(Task description)
Reproduce the listing below, substituting "Annotator note" for every occurrence of "Reviewer note" and leaving everything else unchanged.

(Location labeling records)
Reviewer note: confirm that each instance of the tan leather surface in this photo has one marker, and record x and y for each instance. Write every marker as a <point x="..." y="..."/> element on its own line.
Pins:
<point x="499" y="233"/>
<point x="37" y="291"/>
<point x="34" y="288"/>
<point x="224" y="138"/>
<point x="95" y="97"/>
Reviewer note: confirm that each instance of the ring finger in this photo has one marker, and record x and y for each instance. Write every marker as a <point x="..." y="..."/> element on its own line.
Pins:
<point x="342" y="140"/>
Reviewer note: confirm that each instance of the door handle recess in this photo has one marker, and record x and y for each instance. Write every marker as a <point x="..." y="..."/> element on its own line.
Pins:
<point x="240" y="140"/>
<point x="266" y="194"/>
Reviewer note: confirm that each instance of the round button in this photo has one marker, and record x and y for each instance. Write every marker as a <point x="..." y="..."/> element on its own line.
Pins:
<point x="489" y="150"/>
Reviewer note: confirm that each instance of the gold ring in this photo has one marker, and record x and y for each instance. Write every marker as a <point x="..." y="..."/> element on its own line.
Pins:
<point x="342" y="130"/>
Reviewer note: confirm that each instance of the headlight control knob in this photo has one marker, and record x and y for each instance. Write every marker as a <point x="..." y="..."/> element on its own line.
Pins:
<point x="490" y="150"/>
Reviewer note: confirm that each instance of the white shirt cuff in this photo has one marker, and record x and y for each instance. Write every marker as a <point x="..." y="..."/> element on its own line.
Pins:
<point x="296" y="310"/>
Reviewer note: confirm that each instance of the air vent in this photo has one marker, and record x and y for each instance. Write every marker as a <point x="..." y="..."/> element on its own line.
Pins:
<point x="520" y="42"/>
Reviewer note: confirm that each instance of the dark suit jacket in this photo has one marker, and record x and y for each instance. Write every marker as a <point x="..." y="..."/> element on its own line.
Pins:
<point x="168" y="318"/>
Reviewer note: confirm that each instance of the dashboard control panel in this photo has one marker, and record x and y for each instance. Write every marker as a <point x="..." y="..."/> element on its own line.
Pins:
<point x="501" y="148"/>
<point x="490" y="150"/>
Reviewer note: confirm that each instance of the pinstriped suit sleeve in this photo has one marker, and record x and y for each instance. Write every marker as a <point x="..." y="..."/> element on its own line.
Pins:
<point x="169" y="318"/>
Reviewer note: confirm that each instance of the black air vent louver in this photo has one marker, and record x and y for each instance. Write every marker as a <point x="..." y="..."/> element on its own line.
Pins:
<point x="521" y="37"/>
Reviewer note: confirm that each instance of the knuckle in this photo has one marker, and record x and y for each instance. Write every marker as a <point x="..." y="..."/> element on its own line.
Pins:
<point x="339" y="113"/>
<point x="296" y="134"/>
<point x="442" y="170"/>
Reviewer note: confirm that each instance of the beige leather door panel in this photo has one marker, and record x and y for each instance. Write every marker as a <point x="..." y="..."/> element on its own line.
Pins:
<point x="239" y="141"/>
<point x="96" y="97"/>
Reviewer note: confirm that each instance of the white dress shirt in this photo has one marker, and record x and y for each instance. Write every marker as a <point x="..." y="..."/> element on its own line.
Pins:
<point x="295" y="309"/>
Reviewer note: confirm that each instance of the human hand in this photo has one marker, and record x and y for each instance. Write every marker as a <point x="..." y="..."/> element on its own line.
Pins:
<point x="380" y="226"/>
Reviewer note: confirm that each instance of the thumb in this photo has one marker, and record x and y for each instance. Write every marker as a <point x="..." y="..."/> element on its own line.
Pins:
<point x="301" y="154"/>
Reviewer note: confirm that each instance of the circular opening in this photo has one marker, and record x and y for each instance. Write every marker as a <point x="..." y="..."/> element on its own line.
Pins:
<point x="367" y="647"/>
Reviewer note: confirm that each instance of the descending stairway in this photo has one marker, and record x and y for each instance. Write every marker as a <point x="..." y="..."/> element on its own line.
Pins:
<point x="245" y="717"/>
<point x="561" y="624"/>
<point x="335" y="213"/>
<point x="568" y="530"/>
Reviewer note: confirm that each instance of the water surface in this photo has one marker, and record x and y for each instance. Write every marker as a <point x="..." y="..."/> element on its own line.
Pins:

(Solution for this problem)
Annotator note: confirm that each instance of the tan leather surface in this photo has one marker, and record x and y for each instance. Write every marker as a <point x="..." y="..."/> element on its own line.
Pins:
<point x="499" y="233"/>
<point x="37" y="291"/>
<point x="34" y="288"/>
<point x="224" y="138"/>
<point x="95" y="97"/>
Annotator note: confirm that each instance of the ring finger in this photo has one marker, and record x and y for each instance. Write every marker as a <point x="..." y="..."/> element on its own line.
Pins:
<point x="342" y="140"/>
Annotator note: confirm that each instance of the door handle recess in this photo has one marker, and record x and y for each instance. Write every marker as a <point x="..." y="..."/> element on its own line.
Pins:
<point x="240" y="140"/>
<point x="266" y="194"/>
Annotator note: confirm that each instance of the round button in this photo has one marker, and record x and y for each instance. Write every marker as a <point x="..." y="..."/> element on its own line.
Pins:
<point x="489" y="150"/>
Annotator note: confirm that each instance of the gold ring in this photo has one marker, and record x and y for each instance. Write every marker as a <point x="..." y="..."/> element on its own line.
Pins:
<point x="342" y="130"/>
Annotator note: confirm that each instance of the headlight control knob in this photo has one marker, and record x and y for each instance. Write every marker as a <point x="..." y="..."/> element on its own line.
Pins:
<point x="490" y="150"/>
Annotator note: confirm that each instance of the white shirt cuff in this photo has one marker, and record x and y for each instance. Write every marker as a <point x="..." y="..."/> element on its own line.
Pins:
<point x="296" y="310"/>
Annotator note: confirm that each instance of the air vent in this photo has one marker, and record x and y for each instance. Write every marker as a <point x="..." y="..."/> element on its own line.
Pins:
<point x="520" y="42"/>
Annotator note: confirm that each instance of the dark suit jacket in this photo has one marker, and record x and y for each instance. Write every marker as a <point x="..." y="..."/> element on its own line.
Pins:
<point x="168" y="318"/>
Annotator note: confirm that each instance of the dashboard control panel in this photo has one marker, and record x and y for each instance. Write every marker as a <point x="..." y="..."/> element on its own line.
Pins:
<point x="501" y="148"/>
<point x="490" y="150"/>
Annotator note: confirm that each instance of the pinstriped suit sleeve in this photo has one marker, and record x and y for each instance. Write every marker as a <point x="..." y="..."/> element on its own line.
Pins:
<point x="169" y="318"/>
Annotator note: confirm that each instance of the black air vent louver in this photo has one marker, and record x and y for each instance. Write every marker as a <point x="..." y="..."/> element on its own line.
Pins:
<point x="521" y="37"/>
Annotator note: confirm that each instance of the knuckle in this photo has one marker, and record x and y for each instance. Write every marker as a <point x="..." y="..."/> element on its own line.
Pins:
<point x="339" y="113"/>
<point x="296" y="134"/>
<point x="442" y="170"/>
Annotator note: confirm that each instance of the beige leather door panel in this photo has one marker, and record x and y for each instance. Write every marker as a <point x="..." y="..."/> element on its own line.
Pins:
<point x="239" y="141"/>
<point x="96" y="97"/>
Annotator note: confirm that each instance of the white dress shirt in this photo has one marker, and record x and y for each instance. Write every marker as a <point x="..." y="..."/> element on its own line.
Pins:
<point x="295" y="309"/>
Annotator note: confirm that each instance of the human hand in this photo has one marker, and record x and y for each instance. Write every marker as a <point x="..." y="..."/> element on its own line.
Pins:
<point x="380" y="226"/>
Annotator note: confirm that each instance of the thumb in this photo has one marker, and record x and y for each instance. Write every marker as a <point x="..." y="..."/> element on its own line.
Pins:
<point x="301" y="154"/>
Annotator note: confirm that each instance of the circular opening in this photo has one marker, and record x and y for each instance. Write every marker as a <point x="..." y="..."/> element on its own line.
Pins:
<point x="367" y="647"/>
Annotator note: confirm that each instance of the descending stairway in this photo has one marker, and record x and y for each instance. Write every marker as a <point x="..." y="..."/> element on its own line.
Pins:
<point x="245" y="717"/>
<point x="561" y="624"/>
<point x="335" y="213"/>
<point x="568" y="530"/>
Annotator note: confirm that each instance of the water surface in this photo has one marker, and record x and y for each instance. Write every marker as a <point x="..." y="..."/> element on its own line.
Pins:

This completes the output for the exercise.